__TASK ITEM__
Give the following records again in full and without alteration.

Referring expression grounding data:
○ ○ ○ ○ ○
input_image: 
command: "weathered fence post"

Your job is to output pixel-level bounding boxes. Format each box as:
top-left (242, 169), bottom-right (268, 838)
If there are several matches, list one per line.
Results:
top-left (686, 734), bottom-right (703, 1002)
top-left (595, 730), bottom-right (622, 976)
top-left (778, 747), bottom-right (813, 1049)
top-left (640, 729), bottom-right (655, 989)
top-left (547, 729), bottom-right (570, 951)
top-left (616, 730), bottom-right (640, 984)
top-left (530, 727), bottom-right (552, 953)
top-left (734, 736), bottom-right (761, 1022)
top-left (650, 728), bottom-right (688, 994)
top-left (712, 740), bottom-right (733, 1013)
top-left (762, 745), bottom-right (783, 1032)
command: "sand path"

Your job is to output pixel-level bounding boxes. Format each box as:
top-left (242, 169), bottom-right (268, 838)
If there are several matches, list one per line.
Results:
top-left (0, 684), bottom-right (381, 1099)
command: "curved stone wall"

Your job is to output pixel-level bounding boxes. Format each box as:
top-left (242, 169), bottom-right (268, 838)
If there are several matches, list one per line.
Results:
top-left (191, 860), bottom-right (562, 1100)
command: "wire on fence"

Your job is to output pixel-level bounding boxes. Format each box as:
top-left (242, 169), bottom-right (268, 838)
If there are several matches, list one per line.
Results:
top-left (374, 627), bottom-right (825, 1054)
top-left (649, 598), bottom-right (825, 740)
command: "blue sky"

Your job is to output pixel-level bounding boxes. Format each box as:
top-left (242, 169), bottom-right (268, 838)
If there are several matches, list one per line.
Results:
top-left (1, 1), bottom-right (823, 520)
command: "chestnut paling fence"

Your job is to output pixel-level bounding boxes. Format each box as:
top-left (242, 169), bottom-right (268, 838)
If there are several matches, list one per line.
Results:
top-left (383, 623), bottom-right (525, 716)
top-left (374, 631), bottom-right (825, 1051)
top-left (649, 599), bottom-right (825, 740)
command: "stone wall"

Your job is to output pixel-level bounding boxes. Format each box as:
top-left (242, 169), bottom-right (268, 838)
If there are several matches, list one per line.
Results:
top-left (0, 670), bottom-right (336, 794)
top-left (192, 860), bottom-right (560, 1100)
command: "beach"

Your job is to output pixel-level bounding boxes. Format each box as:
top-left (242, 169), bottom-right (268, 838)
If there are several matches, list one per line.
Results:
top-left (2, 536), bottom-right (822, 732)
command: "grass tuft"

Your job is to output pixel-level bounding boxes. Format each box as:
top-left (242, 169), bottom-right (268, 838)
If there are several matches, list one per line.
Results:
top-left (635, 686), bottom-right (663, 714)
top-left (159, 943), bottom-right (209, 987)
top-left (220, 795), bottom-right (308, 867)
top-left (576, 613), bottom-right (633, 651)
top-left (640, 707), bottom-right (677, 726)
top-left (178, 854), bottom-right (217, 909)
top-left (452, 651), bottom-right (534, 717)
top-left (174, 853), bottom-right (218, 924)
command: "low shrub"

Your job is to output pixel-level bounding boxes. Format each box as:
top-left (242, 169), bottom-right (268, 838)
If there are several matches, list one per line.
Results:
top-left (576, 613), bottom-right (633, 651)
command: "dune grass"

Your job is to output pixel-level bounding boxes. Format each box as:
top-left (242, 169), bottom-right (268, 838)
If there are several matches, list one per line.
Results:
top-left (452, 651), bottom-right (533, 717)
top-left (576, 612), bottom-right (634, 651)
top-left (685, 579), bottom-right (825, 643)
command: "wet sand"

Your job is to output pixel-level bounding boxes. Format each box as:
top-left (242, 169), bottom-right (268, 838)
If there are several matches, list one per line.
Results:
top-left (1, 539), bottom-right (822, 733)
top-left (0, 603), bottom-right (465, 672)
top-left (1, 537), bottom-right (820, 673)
○ ○ ○ ○ ○
__SOLUTION FOR THIS TASK__
input_image: 
command: "weathered fence post"

Your job is to output pixel-level bounding boxes. Format each box as:
top-left (242, 169), bottom-right (268, 838)
If there are several matches, list one per line.
Results:
top-left (686, 734), bottom-right (703, 1002)
top-left (595, 730), bottom-right (622, 976)
top-left (778, 747), bottom-right (813, 1049)
top-left (640, 729), bottom-right (655, 989)
top-left (547, 729), bottom-right (570, 951)
top-left (616, 730), bottom-right (640, 984)
top-left (530, 727), bottom-right (552, 953)
top-left (734, 736), bottom-right (761, 1022)
top-left (650, 728), bottom-right (688, 994)
top-left (712, 740), bottom-right (733, 1013)
top-left (762, 745), bottom-right (783, 1032)
command: "sand path"

Your job is to output pixel-level bounding boxes. Format each box as:
top-left (242, 169), bottom-right (268, 838)
If there are several matches, list one per line.
Results:
top-left (0, 684), bottom-right (381, 1099)
command: "curved stone wall"

Your job is to output pixel-level bounding boxes. Format each box as:
top-left (242, 169), bottom-right (268, 838)
If there are several matches, list one per line.
Results:
top-left (191, 860), bottom-right (562, 1100)
command: "wire on fence"

Your job is to output pixel-level bounding boxes. Format each box as:
top-left (242, 169), bottom-right (268, 838)
If there are several matches, list one per line.
Results:
top-left (374, 627), bottom-right (825, 1054)
top-left (649, 598), bottom-right (825, 740)
command: "blue sky"

Your job is to output pixel-level bounding boxes. Format each box as:
top-left (242, 169), bottom-right (268, 838)
If there are several matches, list one per line.
Results:
top-left (1, 1), bottom-right (823, 520)
command: "chestnut paling fence"

Your job is to output pixel-level bounding boxes. Format each box as:
top-left (242, 169), bottom-right (268, 838)
If there are several matches, list one per line.
Results:
top-left (383, 623), bottom-right (525, 716)
top-left (374, 631), bottom-right (825, 1051)
top-left (649, 599), bottom-right (825, 740)
command: "stone wall"

Your job is to output pixel-level bounding boxes. Format each box as:
top-left (242, 169), bottom-right (268, 838)
If there are several matches, list one per line.
Results:
top-left (0, 670), bottom-right (336, 794)
top-left (192, 860), bottom-right (560, 1100)
command: "beach"

Your job is to output pixel-level bounding boxes. Format each box as:
top-left (242, 169), bottom-right (268, 838)
If there are several matches, list one per line.
Results:
top-left (2, 536), bottom-right (822, 732)
command: "grass tuft"

Your job is to output pixel-level bounding boxes. Format each box as:
top-left (242, 169), bottom-right (268, 838)
If there are several matches, list one per line.
Results:
top-left (635, 686), bottom-right (663, 714)
top-left (159, 943), bottom-right (209, 987)
top-left (220, 795), bottom-right (308, 867)
top-left (576, 613), bottom-right (633, 651)
top-left (640, 707), bottom-right (677, 726)
top-left (178, 854), bottom-right (217, 909)
top-left (452, 651), bottom-right (534, 717)
top-left (174, 853), bottom-right (218, 924)
command: "low shrub"

Your job is to output pixel-level bounding boxes. Format each box as:
top-left (242, 169), bottom-right (268, 838)
If there are several matches, list one per line.
Results:
top-left (576, 613), bottom-right (633, 651)
command: "dune grass"

Your job is to output pixel-level bounding boxes. Format each box as:
top-left (242, 169), bottom-right (268, 838)
If there are several matches, list one per line.
Results:
top-left (452, 651), bottom-right (533, 717)
top-left (576, 612), bottom-right (634, 651)
top-left (685, 579), bottom-right (825, 643)
command: "wet sand"

Your job is to output pixel-level bounding boxes. Format each box as:
top-left (242, 169), bottom-right (268, 838)
If there are several matches, list one per line.
Results:
top-left (1, 539), bottom-right (822, 733)
top-left (0, 603), bottom-right (465, 672)
top-left (1, 537), bottom-right (820, 673)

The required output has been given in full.